__Consigne 1__
Indiquez si chacune des affirmations suivantes est conforme à l'extrait sur la surveillance des frontières maritimes de Mayotte. Répondez par oui ou par non, puis citez à l'identique les mots de l'extrait qui tranchent la question.
(a) La réunion organisée par la préfecture s'est tenue un mercredi 20 janvier.
(b) La préfecture a rendu public le montant versé aux prestataires.
(c) La police aux frontières dispose de huit intercepteurs.

__Texte extrait__
◆ ◆ ◆ ◆ ◆

Mediapart révèle que la préfecture s’est lancée, au prétexte de la pandémie, dans une collaboration avec des sociétés nautiques privées pour surveiller les frontières maritimes de l’île. Du jamais vu. Du « temporaire », promet la sous-préfète.

(...) De l’approche des dauphins à la protection des frontières : c’est à une réunion de réorientation professionnelle inédite que les entreprises du monde nautique ont été conviées par la préfecture de Mayotte, mercredi 20 janvier. Par SMS et par mail, tous les clubs de plongée, tour-opérateurs ou croisiéristes de ce département d’outre-mer ont reçu, de la part de « Madame Gimonet, Sous-Préfète en charge de la Lutte contre l’Immigration Clandestine », une invitation pour « une réunion d’information sur la protection des frontières ». Au menu : un appel à volontaires pour surveiller les eaux françaises face aux embarcations de migrants venus des îles voisines des Comores (surnommées « kwassas-kwassas »). (...)

D’après nos informations, la soirée a été fructueuse. Au moins deux contrats ont été passés entre les services de l’État, que la circulation du variant sud-africain dans la région inquiète au plus haut point, et des entreprises du secteur touristique. Du jamais vu. Chaque « prestataire », rémunéré à la vacation, se voit attribuer une zone. Puis des points GPS « de détection des échos » (selon le jargon maritime) leur sont indiqués afin qu’ils aillent vérifier quel type d’embarcation approche… Si le point GPS « suspect » est un kwassa-kwassa, en provenance de l’île d’Anjouan bien souvent, l’un des huit intercepteurs de la police aux frontières est dépêché sur place.
La rémunération ? Confidentielle. Interrogée par Mediapart, la préfecture répond simplement, et le plus sérieusement du monde, qu’il n’y a « pas de prime au kwassa » détecté.
(...)

« Quand j’ai vu le mail, j’ai décidé immédiatement de ne pas y aller, explique un patron d’un club de plongée mahorais, qui souhaite garder l’anonymat. La police aux frontières, l’armée, la Légion, il y a tout à Mayotte… J’ai fait savoir qu’avec d’autres, on était choqués de la démarche, que ce n’est pas notre métier. »

contrairement à certaines rumeurs alimentées par des sentiments xénophobes, une seule personne a été testée positive au variant à sa descente d’un kwassa. « Certains sujets sont sanitaires, d’autres n’ont rien à voir : les kwassas font partie de la deuxième catégorie », tranche une source dans l’administration française. (...)

◆ ◆ ◆ ◆ ◆

__Lignes de données__
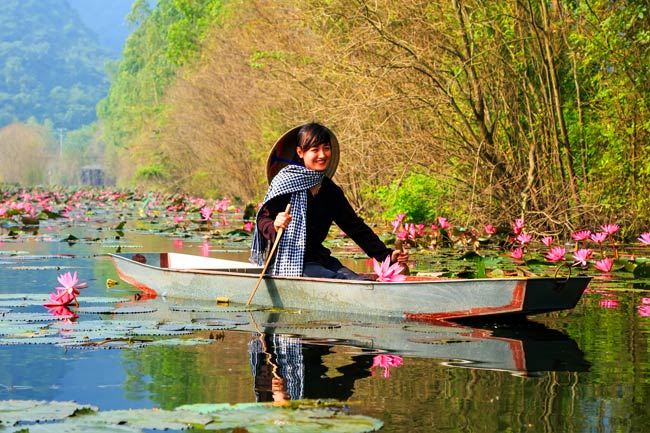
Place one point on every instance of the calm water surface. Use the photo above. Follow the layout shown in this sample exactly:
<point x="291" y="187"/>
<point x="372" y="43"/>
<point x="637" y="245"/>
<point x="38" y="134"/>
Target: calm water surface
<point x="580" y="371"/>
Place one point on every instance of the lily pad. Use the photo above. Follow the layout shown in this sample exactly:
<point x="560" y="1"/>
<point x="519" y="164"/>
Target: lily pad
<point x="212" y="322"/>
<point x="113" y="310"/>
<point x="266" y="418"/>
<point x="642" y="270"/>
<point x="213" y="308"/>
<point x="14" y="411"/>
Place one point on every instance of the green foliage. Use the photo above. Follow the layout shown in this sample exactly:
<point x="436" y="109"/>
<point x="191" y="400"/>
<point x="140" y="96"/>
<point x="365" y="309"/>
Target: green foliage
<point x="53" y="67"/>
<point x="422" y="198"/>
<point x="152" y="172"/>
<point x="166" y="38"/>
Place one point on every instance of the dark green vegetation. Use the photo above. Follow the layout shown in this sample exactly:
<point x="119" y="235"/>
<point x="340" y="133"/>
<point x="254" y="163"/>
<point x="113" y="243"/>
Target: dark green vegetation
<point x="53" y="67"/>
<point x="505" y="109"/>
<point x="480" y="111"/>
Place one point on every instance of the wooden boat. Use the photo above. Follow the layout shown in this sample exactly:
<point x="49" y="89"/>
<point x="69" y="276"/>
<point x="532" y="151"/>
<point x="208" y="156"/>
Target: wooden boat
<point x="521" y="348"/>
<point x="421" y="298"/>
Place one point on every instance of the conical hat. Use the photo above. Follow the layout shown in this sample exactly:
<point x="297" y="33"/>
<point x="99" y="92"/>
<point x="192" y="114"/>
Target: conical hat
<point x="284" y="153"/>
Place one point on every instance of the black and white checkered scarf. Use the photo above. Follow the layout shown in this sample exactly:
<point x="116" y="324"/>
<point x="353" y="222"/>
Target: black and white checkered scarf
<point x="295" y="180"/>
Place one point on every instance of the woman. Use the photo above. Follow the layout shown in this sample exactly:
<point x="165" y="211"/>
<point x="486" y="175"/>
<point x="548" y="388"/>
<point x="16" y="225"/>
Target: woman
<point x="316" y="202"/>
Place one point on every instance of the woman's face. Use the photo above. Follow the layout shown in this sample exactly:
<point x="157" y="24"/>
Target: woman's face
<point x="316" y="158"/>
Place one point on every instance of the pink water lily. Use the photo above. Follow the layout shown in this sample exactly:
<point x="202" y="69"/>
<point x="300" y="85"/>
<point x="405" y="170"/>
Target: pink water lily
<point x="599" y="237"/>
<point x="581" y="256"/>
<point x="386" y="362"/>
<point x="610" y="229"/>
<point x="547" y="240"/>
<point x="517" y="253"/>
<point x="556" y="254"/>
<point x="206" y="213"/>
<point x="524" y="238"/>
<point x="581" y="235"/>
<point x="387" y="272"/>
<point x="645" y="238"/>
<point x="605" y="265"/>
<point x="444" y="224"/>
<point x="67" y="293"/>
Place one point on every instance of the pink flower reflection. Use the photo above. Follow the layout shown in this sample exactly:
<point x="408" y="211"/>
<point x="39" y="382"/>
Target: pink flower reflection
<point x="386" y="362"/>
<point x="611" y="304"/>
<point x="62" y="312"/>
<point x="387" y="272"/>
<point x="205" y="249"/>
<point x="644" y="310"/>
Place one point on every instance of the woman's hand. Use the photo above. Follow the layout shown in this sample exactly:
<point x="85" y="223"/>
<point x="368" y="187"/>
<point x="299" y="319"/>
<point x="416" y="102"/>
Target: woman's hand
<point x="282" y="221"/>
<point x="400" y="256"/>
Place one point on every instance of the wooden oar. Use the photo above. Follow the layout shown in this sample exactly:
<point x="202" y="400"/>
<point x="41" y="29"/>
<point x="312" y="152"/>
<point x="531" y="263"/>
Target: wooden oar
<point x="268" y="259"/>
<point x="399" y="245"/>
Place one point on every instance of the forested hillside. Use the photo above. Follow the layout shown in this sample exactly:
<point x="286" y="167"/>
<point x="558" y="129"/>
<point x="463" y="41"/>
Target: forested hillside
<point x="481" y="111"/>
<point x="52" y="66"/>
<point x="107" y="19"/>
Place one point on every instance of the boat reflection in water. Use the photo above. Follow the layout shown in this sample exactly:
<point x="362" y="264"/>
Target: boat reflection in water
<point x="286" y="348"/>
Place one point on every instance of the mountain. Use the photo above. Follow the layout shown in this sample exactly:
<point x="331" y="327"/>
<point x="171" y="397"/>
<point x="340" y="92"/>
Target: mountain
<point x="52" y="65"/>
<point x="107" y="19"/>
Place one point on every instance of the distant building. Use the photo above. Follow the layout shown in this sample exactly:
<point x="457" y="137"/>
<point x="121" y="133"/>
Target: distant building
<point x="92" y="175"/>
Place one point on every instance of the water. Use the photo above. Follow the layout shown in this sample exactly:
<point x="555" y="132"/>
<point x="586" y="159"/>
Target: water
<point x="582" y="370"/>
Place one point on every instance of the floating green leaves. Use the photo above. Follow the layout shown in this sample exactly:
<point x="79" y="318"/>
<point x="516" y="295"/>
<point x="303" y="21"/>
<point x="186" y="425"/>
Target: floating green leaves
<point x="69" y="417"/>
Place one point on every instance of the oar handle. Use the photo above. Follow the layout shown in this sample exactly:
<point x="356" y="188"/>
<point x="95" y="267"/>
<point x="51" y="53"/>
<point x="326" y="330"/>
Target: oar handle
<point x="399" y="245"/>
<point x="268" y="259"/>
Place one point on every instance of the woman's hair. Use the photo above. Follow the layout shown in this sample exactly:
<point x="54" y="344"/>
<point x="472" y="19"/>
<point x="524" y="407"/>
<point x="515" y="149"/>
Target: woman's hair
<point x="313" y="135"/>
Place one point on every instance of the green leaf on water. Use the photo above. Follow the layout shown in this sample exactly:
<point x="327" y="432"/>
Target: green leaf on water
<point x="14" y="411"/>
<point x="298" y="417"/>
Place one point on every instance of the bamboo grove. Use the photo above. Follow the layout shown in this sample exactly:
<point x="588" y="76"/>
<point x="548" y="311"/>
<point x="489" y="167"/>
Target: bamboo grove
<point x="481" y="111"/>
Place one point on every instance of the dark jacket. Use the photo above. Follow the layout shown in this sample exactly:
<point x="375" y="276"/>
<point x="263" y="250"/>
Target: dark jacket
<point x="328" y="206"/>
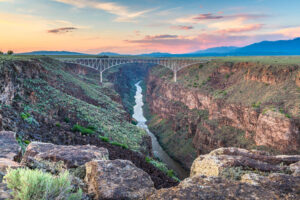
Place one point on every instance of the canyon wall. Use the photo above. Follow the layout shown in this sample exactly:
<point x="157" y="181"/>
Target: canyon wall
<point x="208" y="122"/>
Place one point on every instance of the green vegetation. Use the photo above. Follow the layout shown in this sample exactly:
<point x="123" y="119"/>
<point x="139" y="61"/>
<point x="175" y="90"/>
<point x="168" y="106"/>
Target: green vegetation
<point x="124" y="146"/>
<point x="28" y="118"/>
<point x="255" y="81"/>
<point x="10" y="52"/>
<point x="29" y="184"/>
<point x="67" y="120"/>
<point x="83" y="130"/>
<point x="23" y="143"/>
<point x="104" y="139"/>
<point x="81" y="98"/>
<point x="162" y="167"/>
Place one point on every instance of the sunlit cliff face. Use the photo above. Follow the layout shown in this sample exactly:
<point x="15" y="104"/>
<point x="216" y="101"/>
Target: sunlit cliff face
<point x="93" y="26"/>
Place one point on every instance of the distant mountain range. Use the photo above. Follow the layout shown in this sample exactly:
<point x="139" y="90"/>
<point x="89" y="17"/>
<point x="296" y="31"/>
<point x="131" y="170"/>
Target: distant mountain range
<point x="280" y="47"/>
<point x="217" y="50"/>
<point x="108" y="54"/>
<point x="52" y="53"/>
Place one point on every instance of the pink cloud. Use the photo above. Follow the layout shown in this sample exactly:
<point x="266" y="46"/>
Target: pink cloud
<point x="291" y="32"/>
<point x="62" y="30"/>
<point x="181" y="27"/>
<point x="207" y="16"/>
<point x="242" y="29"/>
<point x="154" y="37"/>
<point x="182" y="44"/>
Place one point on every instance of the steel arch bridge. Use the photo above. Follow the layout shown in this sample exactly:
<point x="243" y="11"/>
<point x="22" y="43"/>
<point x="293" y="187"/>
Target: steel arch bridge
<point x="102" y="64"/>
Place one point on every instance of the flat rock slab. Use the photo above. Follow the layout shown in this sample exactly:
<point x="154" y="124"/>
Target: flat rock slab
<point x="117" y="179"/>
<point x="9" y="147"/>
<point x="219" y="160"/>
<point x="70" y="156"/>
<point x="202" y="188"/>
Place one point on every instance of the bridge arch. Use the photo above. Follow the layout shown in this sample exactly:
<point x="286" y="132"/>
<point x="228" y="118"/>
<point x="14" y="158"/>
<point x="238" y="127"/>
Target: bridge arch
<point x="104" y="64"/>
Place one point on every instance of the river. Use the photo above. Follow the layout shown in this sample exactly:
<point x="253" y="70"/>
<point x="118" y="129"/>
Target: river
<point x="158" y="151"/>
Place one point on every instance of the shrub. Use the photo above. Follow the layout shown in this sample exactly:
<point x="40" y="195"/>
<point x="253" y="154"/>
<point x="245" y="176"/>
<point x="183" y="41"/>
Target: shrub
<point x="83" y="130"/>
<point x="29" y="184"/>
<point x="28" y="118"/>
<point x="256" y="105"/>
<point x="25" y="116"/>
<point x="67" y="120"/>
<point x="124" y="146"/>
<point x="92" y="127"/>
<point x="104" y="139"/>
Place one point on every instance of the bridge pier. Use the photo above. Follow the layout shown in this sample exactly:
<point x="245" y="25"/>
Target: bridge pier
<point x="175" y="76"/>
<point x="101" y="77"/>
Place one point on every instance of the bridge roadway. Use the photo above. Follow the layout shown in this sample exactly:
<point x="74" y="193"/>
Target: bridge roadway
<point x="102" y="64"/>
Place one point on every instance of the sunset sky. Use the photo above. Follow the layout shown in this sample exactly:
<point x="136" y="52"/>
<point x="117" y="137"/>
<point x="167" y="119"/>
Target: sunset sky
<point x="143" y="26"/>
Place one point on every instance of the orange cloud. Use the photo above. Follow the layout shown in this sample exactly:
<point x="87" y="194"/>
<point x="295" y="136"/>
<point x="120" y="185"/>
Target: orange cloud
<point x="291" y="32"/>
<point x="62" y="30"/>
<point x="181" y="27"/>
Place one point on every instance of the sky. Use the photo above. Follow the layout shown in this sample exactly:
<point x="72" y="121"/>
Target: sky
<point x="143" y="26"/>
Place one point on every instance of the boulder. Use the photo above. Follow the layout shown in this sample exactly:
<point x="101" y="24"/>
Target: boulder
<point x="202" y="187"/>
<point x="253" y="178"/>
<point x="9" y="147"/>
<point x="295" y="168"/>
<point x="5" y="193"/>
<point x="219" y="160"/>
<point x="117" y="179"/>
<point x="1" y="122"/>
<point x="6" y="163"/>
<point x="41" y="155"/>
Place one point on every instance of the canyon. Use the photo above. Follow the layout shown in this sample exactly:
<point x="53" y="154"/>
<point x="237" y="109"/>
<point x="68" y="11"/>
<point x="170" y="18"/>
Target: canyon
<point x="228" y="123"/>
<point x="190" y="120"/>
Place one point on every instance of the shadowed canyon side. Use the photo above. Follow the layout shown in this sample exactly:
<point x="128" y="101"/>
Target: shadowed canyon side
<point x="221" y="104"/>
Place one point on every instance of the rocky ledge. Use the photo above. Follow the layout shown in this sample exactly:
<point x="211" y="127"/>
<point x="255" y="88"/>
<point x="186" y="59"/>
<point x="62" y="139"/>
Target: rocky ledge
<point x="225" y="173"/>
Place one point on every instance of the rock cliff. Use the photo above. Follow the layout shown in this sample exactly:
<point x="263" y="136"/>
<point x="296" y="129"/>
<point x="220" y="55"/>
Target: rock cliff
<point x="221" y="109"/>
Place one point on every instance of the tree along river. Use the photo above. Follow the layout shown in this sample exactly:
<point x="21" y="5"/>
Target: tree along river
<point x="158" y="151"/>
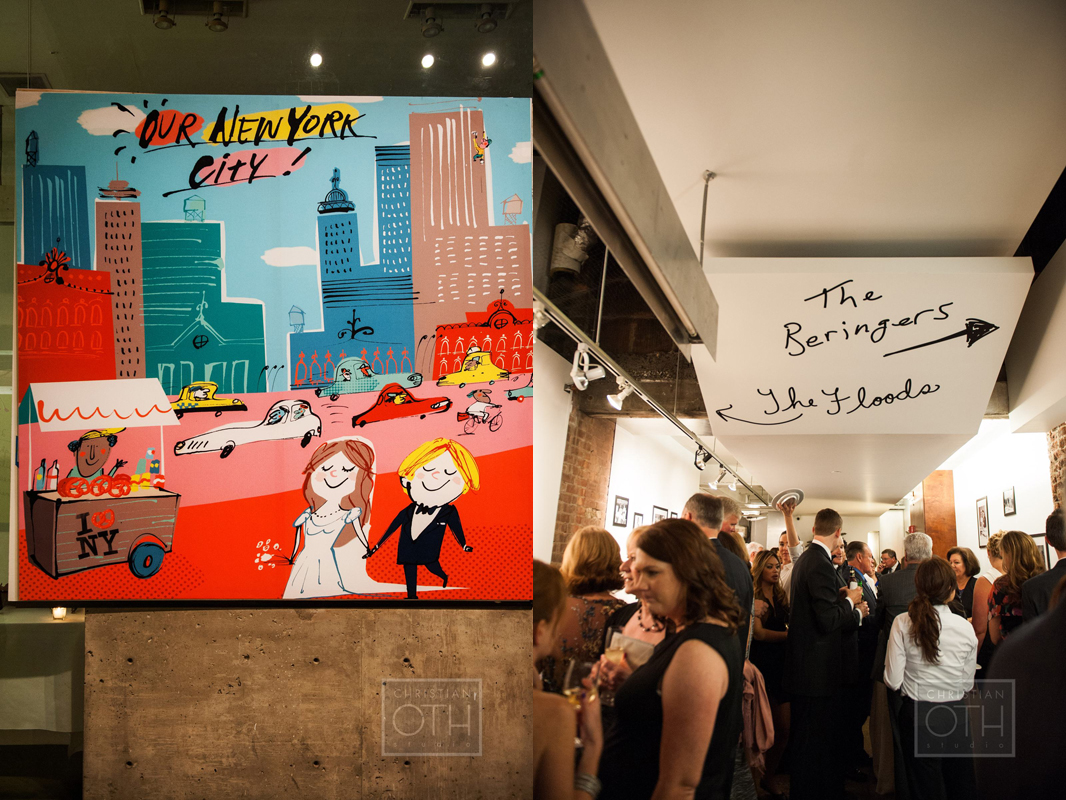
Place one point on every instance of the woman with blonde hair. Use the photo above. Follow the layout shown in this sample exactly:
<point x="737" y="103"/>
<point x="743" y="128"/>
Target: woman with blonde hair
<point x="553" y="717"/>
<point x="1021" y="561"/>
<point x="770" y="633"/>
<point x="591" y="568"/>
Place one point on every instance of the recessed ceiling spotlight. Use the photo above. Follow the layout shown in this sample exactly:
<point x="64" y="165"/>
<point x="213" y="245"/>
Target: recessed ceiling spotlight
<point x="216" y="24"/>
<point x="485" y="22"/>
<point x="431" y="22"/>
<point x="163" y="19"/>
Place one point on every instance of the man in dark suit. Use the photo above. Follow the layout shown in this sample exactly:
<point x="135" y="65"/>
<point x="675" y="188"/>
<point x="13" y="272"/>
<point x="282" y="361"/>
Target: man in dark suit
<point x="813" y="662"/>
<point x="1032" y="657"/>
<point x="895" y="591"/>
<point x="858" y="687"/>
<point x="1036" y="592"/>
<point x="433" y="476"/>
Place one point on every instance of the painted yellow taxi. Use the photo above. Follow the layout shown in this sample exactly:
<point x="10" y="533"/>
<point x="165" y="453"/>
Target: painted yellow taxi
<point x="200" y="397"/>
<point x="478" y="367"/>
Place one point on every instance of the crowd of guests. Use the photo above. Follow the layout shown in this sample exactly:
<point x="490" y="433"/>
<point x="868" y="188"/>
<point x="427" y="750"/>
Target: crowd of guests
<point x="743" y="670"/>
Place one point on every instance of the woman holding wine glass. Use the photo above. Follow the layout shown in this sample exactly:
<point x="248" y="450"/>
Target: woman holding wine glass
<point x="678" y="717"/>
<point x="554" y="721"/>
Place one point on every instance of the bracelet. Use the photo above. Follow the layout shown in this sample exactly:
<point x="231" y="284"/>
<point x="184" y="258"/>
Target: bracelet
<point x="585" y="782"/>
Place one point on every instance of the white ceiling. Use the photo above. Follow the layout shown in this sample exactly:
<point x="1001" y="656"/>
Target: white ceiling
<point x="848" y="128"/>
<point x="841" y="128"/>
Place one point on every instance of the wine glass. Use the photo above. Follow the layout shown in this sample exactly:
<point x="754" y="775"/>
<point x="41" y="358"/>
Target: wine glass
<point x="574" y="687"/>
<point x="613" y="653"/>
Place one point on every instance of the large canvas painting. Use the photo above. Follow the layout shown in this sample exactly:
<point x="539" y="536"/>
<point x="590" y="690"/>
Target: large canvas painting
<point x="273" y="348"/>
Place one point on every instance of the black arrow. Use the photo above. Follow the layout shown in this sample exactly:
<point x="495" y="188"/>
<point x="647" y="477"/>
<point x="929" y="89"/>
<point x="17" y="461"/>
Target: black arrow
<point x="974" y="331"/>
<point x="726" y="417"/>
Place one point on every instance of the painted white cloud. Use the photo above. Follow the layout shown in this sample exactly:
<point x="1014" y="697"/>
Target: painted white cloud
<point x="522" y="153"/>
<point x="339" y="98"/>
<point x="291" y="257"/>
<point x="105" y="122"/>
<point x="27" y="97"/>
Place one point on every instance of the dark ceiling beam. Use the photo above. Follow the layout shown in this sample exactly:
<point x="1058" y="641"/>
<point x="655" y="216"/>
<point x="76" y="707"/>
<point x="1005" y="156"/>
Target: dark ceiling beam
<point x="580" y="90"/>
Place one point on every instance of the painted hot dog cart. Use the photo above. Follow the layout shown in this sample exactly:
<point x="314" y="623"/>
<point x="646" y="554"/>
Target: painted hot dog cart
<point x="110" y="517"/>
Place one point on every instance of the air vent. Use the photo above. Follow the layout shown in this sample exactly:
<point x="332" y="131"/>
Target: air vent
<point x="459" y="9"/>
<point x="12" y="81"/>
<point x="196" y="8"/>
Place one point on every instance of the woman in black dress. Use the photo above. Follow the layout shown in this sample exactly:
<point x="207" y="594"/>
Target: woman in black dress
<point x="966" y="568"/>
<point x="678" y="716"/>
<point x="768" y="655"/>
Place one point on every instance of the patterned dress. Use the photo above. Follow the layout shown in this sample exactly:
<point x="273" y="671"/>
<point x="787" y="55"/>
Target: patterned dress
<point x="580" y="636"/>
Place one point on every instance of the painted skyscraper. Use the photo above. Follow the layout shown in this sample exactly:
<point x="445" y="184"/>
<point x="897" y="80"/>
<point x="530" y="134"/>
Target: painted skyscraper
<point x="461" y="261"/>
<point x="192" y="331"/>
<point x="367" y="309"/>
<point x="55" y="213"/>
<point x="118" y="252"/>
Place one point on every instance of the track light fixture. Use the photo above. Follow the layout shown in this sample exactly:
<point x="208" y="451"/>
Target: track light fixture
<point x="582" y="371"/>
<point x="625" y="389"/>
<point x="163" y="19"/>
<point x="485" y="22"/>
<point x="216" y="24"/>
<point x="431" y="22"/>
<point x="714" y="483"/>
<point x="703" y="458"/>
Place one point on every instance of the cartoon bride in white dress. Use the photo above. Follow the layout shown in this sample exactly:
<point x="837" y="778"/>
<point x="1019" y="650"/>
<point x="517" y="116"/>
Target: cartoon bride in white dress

◆ ◆ ◆ ◆ ◆

__Consigne 2__
Reproduisez à l'identique les lignes du listing qui vont de celle contenant « Place one point on every instance of the track » jusqu'à la dernière ligne du listing, les deux bornes comprises.

__Réponse complète 1__
(a) Oui : « c’est à une réunion de réorientation professionnelle inédite que les entreprises du monde nautique ont été conviées par la préfecture de Mayotte, mercredi 20 janvier ».
(b) Non : « La rémunération ? Confidentielle. »
(c) Oui : « l’un des huit intercepteurs de la police aux frontières est dépêché sur place ».

__Réponse complète 2__
Place one point on every instance of the track light fixture. Use the photo above. Follow the layout shown in this sample exactly:
<point x="208" y="451"/>
Target: track light fixture
<point x="582" y="371"/>
<point x="625" y="389"/>
<point x="163" y="19"/>
<point x="485" y="22"/>
<point x="216" y="24"/>
<point x="431" y="22"/>
<point x="714" y="483"/>
<point x="703" y="458"/>
Place one point on every instance of the cartoon bride in white dress. Use the photo above. Follow the layout shown in this sample exactly:
<point x="837" y="778"/>
<point x="1019" y="650"/>
<point x="517" y="116"/>
Target: cartoon bride in white dress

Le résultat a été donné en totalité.